**PROBLEM REQUIREMENTS**
Convert the records below into a JSON list of strings, with each line as its own string and blank lines omitted.

**DATASET RECORDS**
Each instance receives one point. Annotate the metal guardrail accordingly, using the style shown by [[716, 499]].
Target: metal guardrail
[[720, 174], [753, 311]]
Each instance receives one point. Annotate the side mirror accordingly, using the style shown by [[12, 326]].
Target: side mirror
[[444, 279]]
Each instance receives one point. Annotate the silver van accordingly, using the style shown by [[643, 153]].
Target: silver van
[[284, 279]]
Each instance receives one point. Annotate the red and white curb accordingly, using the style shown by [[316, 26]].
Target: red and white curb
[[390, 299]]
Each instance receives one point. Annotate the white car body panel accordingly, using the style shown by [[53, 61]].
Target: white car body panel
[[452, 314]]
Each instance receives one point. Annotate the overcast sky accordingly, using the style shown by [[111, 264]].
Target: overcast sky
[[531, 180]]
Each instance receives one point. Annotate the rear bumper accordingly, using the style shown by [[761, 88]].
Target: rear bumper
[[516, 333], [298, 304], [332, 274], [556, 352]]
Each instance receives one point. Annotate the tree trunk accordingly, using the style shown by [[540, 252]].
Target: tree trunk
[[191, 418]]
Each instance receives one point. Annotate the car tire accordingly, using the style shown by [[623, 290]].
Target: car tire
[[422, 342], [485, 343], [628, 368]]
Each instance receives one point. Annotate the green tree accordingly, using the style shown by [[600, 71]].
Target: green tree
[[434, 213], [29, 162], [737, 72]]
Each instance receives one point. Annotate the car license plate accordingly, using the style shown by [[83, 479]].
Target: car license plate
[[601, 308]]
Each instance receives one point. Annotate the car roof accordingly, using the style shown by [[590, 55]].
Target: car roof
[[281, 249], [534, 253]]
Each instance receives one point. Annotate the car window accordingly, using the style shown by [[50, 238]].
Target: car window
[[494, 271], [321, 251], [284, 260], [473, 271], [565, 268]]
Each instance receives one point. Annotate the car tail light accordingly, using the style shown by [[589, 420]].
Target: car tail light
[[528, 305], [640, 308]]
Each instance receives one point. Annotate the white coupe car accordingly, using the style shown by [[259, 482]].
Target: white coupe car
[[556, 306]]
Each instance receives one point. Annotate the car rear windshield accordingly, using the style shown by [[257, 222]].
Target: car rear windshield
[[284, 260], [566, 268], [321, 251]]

**OUTPUT OF THE TASK**
[
  "Each instance receives one point. Annotate the metal guardrail accordingly, using the style shown by [[716, 499]].",
  "Target: metal guardrail",
  "[[720, 174], [753, 311]]",
  "Each instance receives one point. Annotate the side mirror accordingly, using the style shown by [[12, 326]].",
  "Target: side mirror",
  "[[444, 279]]",
  "Each instance receives one point. Annotate the silver van accordingly, using the style shown by [[643, 153]].",
  "Target: silver van",
  "[[284, 279]]",
  "Each instance receives one point. Annotate the red and white curb accordingly, using the style shown by [[316, 26]].",
  "Target: red and white curb",
  "[[390, 299]]",
  "Each instance receives one point. Annotate the white car body panel accordingly, using the style shown by [[53, 61]].",
  "Target: white car body panel",
  "[[452, 314]]",
  "Each instance receives one point. Annotate the overcast sky accordingly, using the style shown by [[111, 264]].",
  "Target: overcast sky",
  "[[531, 180]]",
  "Each instance receives one point. Annotate the rear bumper accordingly, using the style shown by [[761, 88]].",
  "Target: rear bumper",
  "[[516, 333], [298, 304], [332, 274], [556, 352]]",
  "Each instance receives one point. Annotate the tree trunk accordingly, using the style shown by [[540, 252]].",
  "Target: tree trunk",
  "[[191, 418]]",
  "Each instance receives one point. Annotate the car tire accordingly, using the style shown by [[623, 290]].",
  "Target: car tire",
  "[[422, 342], [485, 343], [628, 368]]",
  "Each instance receives one point. Annotate the green tree accordingly, using the style shown by [[600, 71]].",
  "Target: green tree",
  "[[434, 213], [29, 162], [737, 72]]",
  "Each instance receives one point. Annotate the car license plate accordingly, using the style shown by [[83, 479]].",
  "Target: car license plate",
  "[[601, 308]]",
  "Each instance receives one point. Annotate the car roof accordingly, using the style shown by [[590, 55]].",
  "Target: car roof",
  "[[281, 249], [534, 253]]",
  "Each instance receives one point. Annotate the car window accordingly, using the style shown by [[50, 238]].",
  "Target: car window",
  "[[494, 271], [321, 251], [284, 260], [473, 271], [565, 268]]",
  "Each instance receives one point. Annotate the car tail light accordingly, using the style shown by [[589, 420]].",
  "Target: car tail light",
  "[[528, 305], [640, 308]]",
  "Each instance receives one point. Annotate the white coupe car accordingly, using the style shown by [[259, 482]].",
  "Target: white coupe car",
  "[[556, 306]]",
  "Each instance receives one point. Annotate the car rear windshield accordingly, using the style shown by [[257, 222]].",
  "Target: car rear windshield",
  "[[284, 260], [566, 268], [321, 251]]"
]